(Supplied data begins)

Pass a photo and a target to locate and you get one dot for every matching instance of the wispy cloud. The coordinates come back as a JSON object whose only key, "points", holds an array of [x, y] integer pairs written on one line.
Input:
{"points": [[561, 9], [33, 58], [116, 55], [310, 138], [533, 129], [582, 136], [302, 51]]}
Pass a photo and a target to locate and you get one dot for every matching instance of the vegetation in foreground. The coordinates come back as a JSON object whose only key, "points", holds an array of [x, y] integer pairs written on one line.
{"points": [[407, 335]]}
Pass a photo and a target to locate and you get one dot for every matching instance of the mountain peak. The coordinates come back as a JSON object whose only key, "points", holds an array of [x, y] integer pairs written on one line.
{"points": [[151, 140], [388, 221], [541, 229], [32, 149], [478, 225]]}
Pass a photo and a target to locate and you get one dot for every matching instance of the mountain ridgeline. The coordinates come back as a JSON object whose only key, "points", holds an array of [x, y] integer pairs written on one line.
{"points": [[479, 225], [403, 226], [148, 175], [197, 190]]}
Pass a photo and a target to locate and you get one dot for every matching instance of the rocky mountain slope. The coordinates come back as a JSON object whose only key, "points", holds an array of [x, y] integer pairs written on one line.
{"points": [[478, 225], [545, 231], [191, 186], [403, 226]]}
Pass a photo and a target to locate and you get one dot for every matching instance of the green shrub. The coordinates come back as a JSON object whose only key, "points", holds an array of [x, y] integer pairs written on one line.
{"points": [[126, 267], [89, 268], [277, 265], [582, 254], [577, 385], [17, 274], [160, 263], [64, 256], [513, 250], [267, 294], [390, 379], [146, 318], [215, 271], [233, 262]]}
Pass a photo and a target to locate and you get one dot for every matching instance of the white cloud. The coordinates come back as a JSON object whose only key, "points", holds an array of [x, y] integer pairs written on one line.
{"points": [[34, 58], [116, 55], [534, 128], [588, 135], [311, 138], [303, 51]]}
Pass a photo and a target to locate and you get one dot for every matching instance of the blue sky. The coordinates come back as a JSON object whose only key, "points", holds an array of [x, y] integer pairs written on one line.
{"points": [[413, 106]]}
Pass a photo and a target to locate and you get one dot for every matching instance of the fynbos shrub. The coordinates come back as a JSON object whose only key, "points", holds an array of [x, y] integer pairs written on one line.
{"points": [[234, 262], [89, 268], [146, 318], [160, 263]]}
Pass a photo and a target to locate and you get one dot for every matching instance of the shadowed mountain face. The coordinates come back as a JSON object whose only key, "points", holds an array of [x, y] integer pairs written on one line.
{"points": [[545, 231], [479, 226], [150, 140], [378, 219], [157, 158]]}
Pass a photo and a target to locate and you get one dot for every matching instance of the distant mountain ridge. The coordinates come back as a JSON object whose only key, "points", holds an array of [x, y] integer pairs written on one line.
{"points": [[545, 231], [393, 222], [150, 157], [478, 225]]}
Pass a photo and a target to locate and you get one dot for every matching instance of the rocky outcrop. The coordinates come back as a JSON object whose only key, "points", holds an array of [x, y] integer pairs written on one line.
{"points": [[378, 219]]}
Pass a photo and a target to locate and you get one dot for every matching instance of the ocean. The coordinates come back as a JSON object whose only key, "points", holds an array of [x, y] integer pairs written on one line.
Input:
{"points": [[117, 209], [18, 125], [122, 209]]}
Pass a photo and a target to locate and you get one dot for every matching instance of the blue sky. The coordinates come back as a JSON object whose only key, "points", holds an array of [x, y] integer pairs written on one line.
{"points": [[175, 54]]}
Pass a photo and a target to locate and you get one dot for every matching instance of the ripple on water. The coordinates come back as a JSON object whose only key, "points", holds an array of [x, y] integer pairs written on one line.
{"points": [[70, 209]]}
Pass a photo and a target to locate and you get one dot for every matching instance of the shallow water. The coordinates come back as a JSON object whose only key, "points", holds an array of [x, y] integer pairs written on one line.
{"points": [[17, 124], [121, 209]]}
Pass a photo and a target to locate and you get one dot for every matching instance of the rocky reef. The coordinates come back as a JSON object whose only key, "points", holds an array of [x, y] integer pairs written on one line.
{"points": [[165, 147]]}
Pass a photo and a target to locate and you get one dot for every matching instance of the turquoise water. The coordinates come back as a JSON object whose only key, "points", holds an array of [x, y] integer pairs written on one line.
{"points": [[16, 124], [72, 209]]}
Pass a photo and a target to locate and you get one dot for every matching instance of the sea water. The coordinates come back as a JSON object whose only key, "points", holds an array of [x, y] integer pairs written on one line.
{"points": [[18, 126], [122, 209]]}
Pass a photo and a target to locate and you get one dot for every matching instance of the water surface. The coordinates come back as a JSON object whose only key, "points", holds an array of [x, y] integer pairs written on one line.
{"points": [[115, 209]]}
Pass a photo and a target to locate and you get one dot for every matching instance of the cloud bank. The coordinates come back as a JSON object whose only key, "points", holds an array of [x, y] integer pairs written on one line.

(Supplied data ends)

Task:
Please repeat the data in full so that nothing differs from the original.

Reply:
Pass a photo and a target to locate and you get one dot for every matching instance of the wispy cloud. The coordinates come back as a JSON object whose only key, "points", holds an array of [x, y] integer pairs written on one line.
Input:
{"points": [[561, 9], [33, 58], [116, 55], [310, 138], [533, 129], [582, 136], [302, 51]]}
Pass a photo and a target to locate and you get one dot for every matching instance of the vegetation in foreground. The coordinates come back as a JSON object whose only key, "points", holds an array of [x, y] integer pairs written on one line.
{"points": [[407, 335]]}
Pass a photo and a target to locate and you get one dot for every matching instance of the mountain peak. The coordinates come back as a JSON object whose only key, "points", holds an array of [x, y] integer pairs written on one line.
{"points": [[151, 140], [388, 221], [541, 229], [32, 149], [478, 225]]}
Pass a photo and a target to locate and you get one dot for every matching instance of the mountain ridgeline. The coordinates come back as a JSON object whose only key, "points", holds an array of [x, y] integer pairs written on one line.
{"points": [[479, 225], [403, 226], [148, 175], [197, 190]]}
Pass a photo and a target to locate and you get one dot for every matching instance of the rocky mountain slope. The coordinates come back as a JSON object whose only key, "points", holds an array of [x, y] integer pairs written on one line.
{"points": [[478, 225], [545, 231], [191, 186], [403, 226]]}
Pass a photo and a target to locate and you get one dot for every matching instance of the green shrub. The coordinates come back as a JSON object whose only key, "points", holds an array of [x, y] integer pairs written on one line.
{"points": [[126, 267], [89, 268], [277, 265], [582, 254], [577, 385], [17, 274], [160, 263], [64, 256], [513, 250], [267, 294], [390, 379], [146, 318], [215, 271], [233, 262]]}
Pass a photo and a target to locate and you get one dot for every matching instance of the white cloud. The coordinates come back as a JSON object whose only key, "points", holds an array of [x, y] integer pairs written on one line.
{"points": [[34, 58], [116, 55], [534, 128], [588, 135], [311, 138], [303, 51]]}
Pass a photo and a target to locate and you get one dot for every matching instance of the blue sky. The coordinates come back as a JSON object whose only key, "points", holds an array of [x, y] integer pairs written on one line.
{"points": [[413, 106]]}
Pass a photo and a target to locate and you get one dot for every matching instance of the fynbos shrub. The coordinates come back as a JSON object whose only key, "points", holds an array of [x, y] integer pairs written on one line.
{"points": [[234, 262], [89, 268], [146, 318], [160, 263]]}
Pass a photo and a target to locate and you get one dot for every matching instance of the shadowed mountain face. The coordinates come back as a JSON object whose only key, "points", holds an array of [x, y] integer pairs written on one line.
{"points": [[545, 231], [479, 226], [150, 140], [378, 219], [157, 158]]}
Pass a photo and a target to locate and you get one dot for every matching instance of the distant mountain ridge. The coordinates come back as a JSON object whose only key, "points", holds an array of [x, y] integer pairs written on one line.
{"points": [[545, 231], [393, 222], [150, 157], [478, 225]]}
Pass a photo and a target to locate and you get one dot for every matching instance of the rocky outcrop. The coordinates come back as a JSON object whose only key, "points", holds an array of [x, y] integer pairs written on one line.
{"points": [[378, 219]]}
Pass a photo and a target to locate and you get one dot for every matching instance of the ocean. The coordinates come back as a JSON object whose only key, "points", holds an array of [x, y] integer pairs written on one line.
Input:
{"points": [[117, 209], [18, 125], [122, 209]]}
Pass a photo and a target to locate and you get one dot for every matching instance of the blue sky. The coordinates come back as a JSON object whose only key, "points", holds an array of [x, y] integer pairs written on one line.
{"points": [[175, 54]]}
Pass a photo and a target to locate and you get one dot for every matching instance of the ripple on water. The coordinates come back as a JSON object whose only key, "points", holds an array of [x, y] integer pairs written on one line.
{"points": [[70, 209]]}
Pass a photo and a target to locate and you get one dot for every matching instance of the shallow water. The coordinates come back as a JSON object whose only key, "points", holds an array of [x, y] integer pairs written on one line.
{"points": [[17, 124], [121, 209]]}
Pass a photo and a target to locate and you get one dot for every matching instance of the rocky reef. The coordinates come back as a JSON object whose only key, "points", holds an array of [x, y] integer pairs written on one line.
{"points": [[165, 147]]}
Pass a photo and a target to locate and you get one dot for every matching instance of the turquoise water. The coordinates come back as a JSON object whose only key, "points", holds an array of [x, y] integer pairs written on one line.
{"points": [[16, 124], [72, 209]]}
Pass a photo and a target to locate and you get one dot for every matching instance of the sea water. The coordinates come back as a JSON object whose only key, "points", holds an array of [x, y] integer pairs written on one line.
{"points": [[18, 126], [122, 209]]}
Pass a photo and a target to locate and you get one dot for every matching instance of the water surface. The coordinates come back as a JSON object whose only key, "points", holds an array of [x, y] integer pairs written on one line.
{"points": [[115, 209]]}
Pass a photo and a target to locate and you get one dot for every matching instance of the cloud bank. The coordinates come back as a JSON object whose only key, "points", holds an array of [x, y] integer pairs written on one line.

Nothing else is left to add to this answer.